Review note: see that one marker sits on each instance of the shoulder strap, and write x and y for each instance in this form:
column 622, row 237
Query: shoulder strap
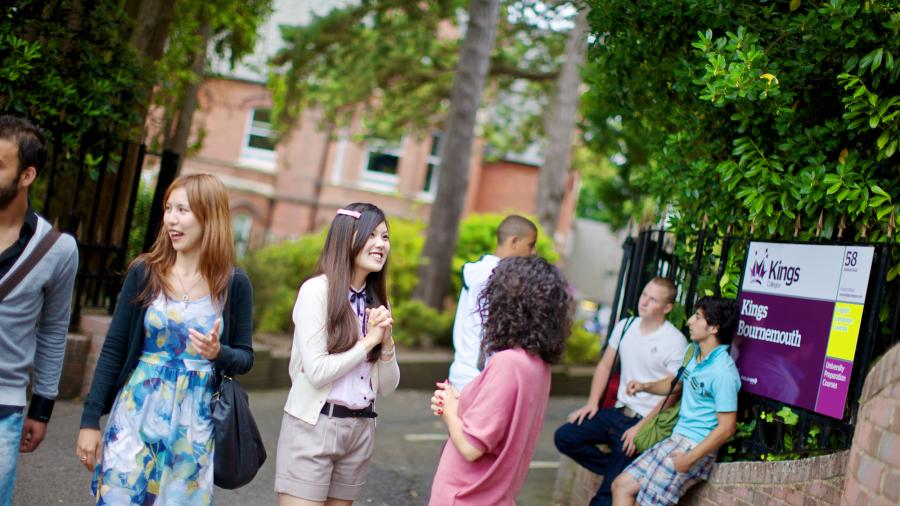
column 25, row 267
column 688, row 355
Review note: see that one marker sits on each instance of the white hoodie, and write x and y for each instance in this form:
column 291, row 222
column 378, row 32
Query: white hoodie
column 467, row 329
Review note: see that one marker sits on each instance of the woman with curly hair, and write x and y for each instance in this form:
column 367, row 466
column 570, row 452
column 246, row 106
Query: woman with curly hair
column 494, row 423
column 184, row 312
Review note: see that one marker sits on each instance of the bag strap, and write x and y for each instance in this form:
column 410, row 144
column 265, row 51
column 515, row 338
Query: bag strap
column 15, row 277
column 627, row 325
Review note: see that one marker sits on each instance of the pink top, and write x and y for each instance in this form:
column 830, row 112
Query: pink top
column 354, row 389
column 502, row 411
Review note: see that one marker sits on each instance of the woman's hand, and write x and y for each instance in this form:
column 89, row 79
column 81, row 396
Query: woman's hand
column 634, row 387
column 378, row 326
column 208, row 346
column 445, row 401
column 88, row 448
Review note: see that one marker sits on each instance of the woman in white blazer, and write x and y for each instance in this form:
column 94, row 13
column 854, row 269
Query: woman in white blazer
column 342, row 358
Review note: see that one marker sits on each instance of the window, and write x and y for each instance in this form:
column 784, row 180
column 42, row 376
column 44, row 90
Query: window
column 434, row 163
column 259, row 144
column 241, row 224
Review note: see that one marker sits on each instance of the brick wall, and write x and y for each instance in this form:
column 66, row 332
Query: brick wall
column 873, row 472
column 807, row 482
column 868, row 473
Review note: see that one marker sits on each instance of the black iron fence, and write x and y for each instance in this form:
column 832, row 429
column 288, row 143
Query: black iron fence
column 91, row 194
column 709, row 262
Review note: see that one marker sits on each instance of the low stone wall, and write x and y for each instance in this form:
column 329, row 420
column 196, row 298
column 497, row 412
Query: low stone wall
column 868, row 473
column 806, row 482
column 873, row 472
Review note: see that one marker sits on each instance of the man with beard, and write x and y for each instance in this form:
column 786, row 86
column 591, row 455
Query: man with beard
column 34, row 313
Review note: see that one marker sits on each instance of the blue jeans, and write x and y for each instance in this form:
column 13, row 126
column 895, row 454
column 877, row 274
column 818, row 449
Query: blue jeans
column 10, row 435
column 579, row 442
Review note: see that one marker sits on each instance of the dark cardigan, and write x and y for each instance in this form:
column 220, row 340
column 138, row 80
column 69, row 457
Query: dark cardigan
column 125, row 341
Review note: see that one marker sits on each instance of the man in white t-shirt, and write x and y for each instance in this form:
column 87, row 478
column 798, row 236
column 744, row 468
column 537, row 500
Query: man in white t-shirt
column 650, row 348
column 516, row 236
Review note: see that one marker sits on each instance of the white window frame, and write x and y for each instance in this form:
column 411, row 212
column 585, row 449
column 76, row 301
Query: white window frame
column 242, row 225
column 380, row 180
column 257, row 158
column 435, row 161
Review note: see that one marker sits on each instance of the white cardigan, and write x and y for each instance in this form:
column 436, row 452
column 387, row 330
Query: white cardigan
column 312, row 368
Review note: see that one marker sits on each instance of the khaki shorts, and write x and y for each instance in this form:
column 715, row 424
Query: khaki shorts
column 328, row 459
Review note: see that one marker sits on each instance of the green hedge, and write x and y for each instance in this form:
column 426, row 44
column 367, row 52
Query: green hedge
column 278, row 270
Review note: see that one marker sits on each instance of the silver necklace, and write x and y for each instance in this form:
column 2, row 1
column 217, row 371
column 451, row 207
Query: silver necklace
column 184, row 293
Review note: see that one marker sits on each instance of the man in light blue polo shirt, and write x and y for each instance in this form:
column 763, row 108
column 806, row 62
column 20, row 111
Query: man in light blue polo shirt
column 706, row 420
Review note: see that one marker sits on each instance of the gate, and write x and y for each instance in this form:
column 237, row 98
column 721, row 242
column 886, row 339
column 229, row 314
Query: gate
column 699, row 264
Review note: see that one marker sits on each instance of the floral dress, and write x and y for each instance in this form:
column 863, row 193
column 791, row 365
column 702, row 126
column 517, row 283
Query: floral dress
column 158, row 443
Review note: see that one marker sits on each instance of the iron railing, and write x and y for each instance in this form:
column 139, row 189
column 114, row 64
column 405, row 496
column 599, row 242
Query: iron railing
column 653, row 253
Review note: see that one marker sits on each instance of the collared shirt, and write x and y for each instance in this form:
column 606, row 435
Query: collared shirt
column 709, row 387
column 10, row 255
column 41, row 408
column 354, row 389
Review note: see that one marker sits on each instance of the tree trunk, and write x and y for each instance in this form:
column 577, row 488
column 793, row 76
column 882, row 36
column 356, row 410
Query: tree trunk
column 465, row 99
column 152, row 19
column 559, row 125
column 177, row 142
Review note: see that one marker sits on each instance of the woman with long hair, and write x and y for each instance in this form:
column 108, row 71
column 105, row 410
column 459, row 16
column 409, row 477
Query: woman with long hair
column 183, row 313
column 342, row 358
column 494, row 423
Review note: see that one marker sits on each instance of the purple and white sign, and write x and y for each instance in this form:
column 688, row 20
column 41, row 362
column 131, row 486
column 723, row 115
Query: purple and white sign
column 800, row 311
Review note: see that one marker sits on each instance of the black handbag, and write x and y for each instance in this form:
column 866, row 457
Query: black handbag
column 239, row 450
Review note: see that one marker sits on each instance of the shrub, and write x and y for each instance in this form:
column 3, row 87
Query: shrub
column 418, row 324
column 278, row 270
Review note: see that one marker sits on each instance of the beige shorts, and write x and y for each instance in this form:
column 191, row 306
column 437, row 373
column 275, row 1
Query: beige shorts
column 328, row 459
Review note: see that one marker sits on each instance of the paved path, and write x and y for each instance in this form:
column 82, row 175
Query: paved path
column 408, row 443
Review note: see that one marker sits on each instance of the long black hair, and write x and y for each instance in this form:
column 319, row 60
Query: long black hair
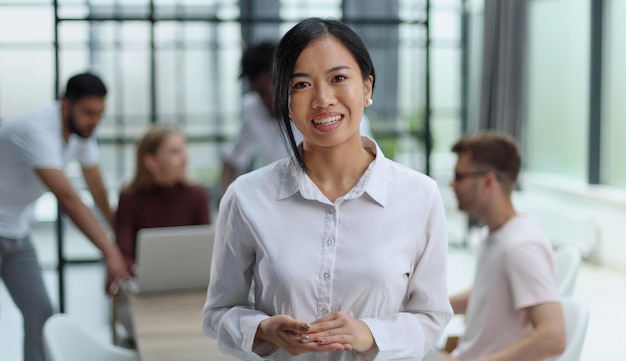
column 289, row 49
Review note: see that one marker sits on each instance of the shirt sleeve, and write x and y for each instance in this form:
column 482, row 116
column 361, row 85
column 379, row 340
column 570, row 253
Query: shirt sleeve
column 234, row 327
column 531, row 274
column 37, row 148
column 203, row 215
column 412, row 332
column 88, row 154
column 125, row 228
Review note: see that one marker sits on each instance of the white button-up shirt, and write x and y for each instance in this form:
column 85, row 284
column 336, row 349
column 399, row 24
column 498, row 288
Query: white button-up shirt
column 378, row 253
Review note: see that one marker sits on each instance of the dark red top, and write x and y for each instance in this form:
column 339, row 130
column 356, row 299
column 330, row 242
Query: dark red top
column 179, row 205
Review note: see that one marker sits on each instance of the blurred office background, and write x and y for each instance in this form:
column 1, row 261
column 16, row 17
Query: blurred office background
column 550, row 72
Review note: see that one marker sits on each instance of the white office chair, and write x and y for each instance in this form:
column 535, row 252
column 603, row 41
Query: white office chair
column 567, row 261
column 65, row 340
column 576, row 317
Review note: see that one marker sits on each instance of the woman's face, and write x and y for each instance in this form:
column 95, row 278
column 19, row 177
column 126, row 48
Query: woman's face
column 327, row 94
column 169, row 164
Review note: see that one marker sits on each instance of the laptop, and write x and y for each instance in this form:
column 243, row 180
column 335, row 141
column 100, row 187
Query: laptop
column 171, row 259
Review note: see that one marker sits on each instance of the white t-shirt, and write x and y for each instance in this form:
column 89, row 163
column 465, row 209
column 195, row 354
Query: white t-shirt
column 378, row 253
column 259, row 141
column 34, row 141
column 515, row 270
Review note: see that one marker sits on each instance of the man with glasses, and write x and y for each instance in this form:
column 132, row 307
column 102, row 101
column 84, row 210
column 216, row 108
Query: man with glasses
column 513, row 310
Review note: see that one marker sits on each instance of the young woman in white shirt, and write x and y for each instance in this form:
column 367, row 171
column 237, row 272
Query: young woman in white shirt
column 346, row 249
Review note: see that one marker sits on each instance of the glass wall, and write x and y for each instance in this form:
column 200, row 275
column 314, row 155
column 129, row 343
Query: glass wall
column 614, row 78
column 558, row 87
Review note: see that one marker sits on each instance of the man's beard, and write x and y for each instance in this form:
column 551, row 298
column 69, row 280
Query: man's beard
column 71, row 125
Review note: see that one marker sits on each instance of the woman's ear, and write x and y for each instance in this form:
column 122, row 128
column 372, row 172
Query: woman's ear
column 368, row 83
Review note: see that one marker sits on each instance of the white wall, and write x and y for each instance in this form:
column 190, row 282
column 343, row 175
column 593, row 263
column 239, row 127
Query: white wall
column 573, row 212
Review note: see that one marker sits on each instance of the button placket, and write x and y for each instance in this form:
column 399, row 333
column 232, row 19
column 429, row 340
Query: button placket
column 327, row 260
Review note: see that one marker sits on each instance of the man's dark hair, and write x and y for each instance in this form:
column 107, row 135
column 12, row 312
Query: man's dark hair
column 84, row 85
column 257, row 60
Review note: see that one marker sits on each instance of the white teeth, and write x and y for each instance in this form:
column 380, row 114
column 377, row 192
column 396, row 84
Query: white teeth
column 328, row 120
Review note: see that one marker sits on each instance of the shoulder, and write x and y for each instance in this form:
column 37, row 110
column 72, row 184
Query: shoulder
column 250, row 99
column 406, row 178
column 261, row 182
column 525, row 239
column 127, row 195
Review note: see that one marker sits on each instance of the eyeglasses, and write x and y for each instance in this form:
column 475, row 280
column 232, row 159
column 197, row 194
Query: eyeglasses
column 459, row 176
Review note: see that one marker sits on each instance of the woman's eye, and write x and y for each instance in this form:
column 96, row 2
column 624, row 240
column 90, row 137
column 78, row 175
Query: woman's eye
column 300, row 85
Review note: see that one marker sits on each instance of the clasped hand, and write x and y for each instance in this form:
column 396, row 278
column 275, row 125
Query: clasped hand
column 335, row 332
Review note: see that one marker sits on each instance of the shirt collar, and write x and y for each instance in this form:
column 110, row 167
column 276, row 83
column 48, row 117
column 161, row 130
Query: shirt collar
column 373, row 182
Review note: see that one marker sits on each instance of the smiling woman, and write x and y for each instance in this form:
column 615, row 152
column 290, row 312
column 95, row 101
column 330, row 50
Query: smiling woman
column 346, row 249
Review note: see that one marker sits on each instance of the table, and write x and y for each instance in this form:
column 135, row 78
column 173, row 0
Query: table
column 168, row 327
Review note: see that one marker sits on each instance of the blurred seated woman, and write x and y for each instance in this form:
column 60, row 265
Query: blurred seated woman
column 158, row 196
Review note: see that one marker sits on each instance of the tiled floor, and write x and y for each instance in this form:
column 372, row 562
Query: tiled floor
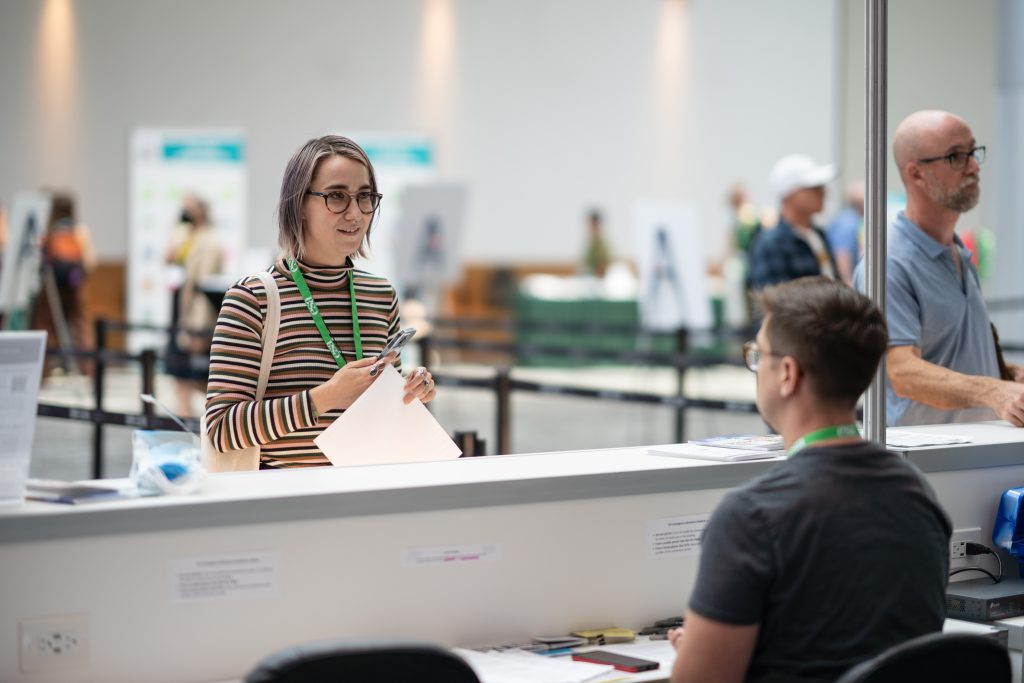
column 62, row 449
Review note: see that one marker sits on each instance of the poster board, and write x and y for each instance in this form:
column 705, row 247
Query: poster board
column 399, row 160
column 428, row 237
column 673, row 280
column 166, row 164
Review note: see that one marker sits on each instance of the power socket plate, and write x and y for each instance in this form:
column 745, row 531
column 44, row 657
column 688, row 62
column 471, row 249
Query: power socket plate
column 50, row 643
column 957, row 547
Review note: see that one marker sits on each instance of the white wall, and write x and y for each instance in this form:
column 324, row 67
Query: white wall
column 544, row 108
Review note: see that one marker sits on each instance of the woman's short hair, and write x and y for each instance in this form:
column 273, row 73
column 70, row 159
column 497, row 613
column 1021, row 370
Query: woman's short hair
column 299, row 173
column 836, row 334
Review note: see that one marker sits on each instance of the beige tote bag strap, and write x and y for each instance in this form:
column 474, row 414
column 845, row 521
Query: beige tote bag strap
column 270, row 327
column 244, row 460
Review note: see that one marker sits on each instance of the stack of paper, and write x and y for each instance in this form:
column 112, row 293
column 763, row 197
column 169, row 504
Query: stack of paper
column 901, row 439
column 744, row 442
column 516, row 666
column 711, row 453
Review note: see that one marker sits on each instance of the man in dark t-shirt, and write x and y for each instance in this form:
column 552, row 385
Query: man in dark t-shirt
column 838, row 553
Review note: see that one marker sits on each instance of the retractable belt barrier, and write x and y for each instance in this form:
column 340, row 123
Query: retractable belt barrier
column 502, row 384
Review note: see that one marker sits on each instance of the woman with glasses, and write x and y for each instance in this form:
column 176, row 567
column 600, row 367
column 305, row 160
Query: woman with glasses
column 335, row 317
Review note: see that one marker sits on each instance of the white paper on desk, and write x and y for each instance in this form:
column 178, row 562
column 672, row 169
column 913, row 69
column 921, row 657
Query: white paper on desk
column 698, row 452
column 902, row 439
column 517, row 666
column 379, row 428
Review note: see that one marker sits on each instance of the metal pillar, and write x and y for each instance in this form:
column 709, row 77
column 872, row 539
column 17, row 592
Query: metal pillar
column 875, row 201
column 98, row 386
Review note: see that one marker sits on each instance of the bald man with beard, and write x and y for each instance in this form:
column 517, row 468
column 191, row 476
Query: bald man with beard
column 942, row 364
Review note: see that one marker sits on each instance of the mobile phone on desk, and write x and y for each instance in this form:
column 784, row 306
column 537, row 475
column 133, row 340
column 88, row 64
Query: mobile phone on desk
column 620, row 662
column 394, row 345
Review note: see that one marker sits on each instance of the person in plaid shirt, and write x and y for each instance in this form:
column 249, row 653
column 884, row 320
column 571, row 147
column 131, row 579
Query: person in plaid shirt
column 795, row 248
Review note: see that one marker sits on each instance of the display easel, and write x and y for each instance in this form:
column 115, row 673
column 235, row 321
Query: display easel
column 24, row 273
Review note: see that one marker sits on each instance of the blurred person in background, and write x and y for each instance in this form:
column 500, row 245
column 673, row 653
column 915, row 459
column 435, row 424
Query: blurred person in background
column 69, row 257
column 795, row 248
column 844, row 231
column 745, row 224
column 596, row 255
column 335, row 318
column 196, row 253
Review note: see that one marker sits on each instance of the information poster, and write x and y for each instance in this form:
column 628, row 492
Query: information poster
column 428, row 238
column 400, row 160
column 20, row 369
column 166, row 164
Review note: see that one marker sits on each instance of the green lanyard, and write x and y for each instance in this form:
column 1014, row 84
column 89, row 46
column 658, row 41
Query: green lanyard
column 837, row 431
column 307, row 298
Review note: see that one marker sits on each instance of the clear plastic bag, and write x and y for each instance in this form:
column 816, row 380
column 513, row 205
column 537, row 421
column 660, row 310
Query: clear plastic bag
column 166, row 462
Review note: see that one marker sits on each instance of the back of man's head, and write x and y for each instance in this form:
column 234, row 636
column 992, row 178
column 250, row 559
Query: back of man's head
column 836, row 334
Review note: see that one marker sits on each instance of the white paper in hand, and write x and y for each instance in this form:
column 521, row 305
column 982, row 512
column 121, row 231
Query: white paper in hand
column 378, row 428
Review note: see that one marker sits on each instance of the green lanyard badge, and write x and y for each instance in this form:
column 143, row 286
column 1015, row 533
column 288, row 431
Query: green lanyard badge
column 313, row 309
column 837, row 431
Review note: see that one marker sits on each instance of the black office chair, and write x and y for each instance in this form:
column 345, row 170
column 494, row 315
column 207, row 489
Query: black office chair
column 363, row 662
column 936, row 657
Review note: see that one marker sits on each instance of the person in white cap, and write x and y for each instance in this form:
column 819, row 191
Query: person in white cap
column 795, row 248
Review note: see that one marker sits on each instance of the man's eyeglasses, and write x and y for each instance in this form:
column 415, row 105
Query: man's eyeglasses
column 752, row 355
column 338, row 202
column 957, row 160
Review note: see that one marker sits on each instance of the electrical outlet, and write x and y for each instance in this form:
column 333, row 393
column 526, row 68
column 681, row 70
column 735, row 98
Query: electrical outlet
column 48, row 643
column 957, row 546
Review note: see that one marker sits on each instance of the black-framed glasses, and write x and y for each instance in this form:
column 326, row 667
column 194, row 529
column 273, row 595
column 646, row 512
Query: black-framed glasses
column 957, row 160
column 337, row 202
column 752, row 355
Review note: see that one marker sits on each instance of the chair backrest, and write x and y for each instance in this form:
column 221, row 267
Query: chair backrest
column 936, row 657
column 363, row 662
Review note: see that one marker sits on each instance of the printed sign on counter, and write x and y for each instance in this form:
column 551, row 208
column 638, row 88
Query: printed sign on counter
column 676, row 537
column 239, row 575
column 452, row 554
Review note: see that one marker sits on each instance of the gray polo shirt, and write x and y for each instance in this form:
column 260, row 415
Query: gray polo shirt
column 929, row 306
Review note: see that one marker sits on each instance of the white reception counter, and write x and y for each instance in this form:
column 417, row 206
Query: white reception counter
column 465, row 552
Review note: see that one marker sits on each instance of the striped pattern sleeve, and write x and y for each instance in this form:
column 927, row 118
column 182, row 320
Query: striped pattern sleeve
column 235, row 419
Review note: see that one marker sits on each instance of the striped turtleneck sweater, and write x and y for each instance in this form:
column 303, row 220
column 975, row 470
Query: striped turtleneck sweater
column 286, row 422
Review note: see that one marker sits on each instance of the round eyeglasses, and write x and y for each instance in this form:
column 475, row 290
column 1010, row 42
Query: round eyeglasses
column 337, row 202
column 752, row 355
column 957, row 160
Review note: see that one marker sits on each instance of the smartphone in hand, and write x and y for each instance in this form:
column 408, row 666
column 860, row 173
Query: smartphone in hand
column 394, row 345
column 620, row 662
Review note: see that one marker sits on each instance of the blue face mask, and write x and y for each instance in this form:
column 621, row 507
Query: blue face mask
column 1009, row 530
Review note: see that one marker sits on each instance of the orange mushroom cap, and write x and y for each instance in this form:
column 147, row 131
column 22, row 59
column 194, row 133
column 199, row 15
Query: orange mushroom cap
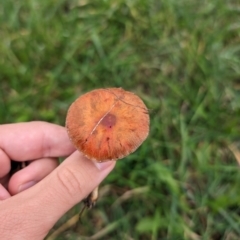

> [What the task asks]:
State how many lines in the rows above contain the string "bald", with case counting. Give only the number.

> [Exercise solution]:
2